- Records shown:

________

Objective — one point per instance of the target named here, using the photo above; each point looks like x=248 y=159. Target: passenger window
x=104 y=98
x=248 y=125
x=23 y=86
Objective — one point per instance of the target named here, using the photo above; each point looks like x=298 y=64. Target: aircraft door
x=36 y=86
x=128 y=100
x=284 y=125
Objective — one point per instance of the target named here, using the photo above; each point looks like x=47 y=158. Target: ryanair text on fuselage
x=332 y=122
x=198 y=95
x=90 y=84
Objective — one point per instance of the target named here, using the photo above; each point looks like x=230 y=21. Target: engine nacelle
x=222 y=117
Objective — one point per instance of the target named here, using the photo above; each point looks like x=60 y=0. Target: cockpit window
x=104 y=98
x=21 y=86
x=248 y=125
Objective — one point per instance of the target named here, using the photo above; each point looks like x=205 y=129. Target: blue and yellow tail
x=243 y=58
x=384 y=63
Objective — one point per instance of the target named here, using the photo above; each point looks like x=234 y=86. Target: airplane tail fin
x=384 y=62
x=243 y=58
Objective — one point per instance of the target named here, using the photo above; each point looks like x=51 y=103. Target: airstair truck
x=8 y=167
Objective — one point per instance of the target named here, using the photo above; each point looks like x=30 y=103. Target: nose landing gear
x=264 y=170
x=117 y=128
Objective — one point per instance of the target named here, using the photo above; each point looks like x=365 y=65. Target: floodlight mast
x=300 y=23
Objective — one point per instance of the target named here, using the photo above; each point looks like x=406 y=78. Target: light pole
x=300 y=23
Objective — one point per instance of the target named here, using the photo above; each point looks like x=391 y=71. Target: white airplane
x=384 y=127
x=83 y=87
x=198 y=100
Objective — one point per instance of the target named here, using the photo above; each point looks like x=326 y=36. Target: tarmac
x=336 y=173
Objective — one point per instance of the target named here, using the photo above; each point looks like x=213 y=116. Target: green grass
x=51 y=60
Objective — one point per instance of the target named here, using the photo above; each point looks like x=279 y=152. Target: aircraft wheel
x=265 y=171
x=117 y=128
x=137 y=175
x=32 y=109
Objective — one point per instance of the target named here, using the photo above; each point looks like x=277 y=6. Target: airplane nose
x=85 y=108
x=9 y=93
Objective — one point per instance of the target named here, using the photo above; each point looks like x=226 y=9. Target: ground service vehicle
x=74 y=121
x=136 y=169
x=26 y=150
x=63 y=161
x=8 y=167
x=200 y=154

________

- To do:
Set down only the lines from the line with "y=36. Target: tarmac" through the last line of the data above, keeping both the first and the last.

- Task response:
Objective — one point per instance of the target named here, using the photo above; each point looks like x=326 y=36. Target: tarmac
x=336 y=173
Objective — one point per instance of the target named here, using the photo above; each point looks like x=213 y=116. Target: green grass
x=51 y=60
Objective — one point per instance of the target named here, using the photo above; each point looks like x=279 y=152. Target: aircraft wheel
x=265 y=171
x=117 y=128
x=137 y=175
x=32 y=109
Objective — one point per instance of the target named here, using the photo above; each point looks like x=277 y=6. Target: airplane nose
x=85 y=108
x=9 y=93
Objective — one point per instance of the target named here, using the photo above; each point looks like x=226 y=9. Target: ground service vehicle
x=74 y=121
x=136 y=169
x=26 y=150
x=63 y=161
x=8 y=167
x=200 y=154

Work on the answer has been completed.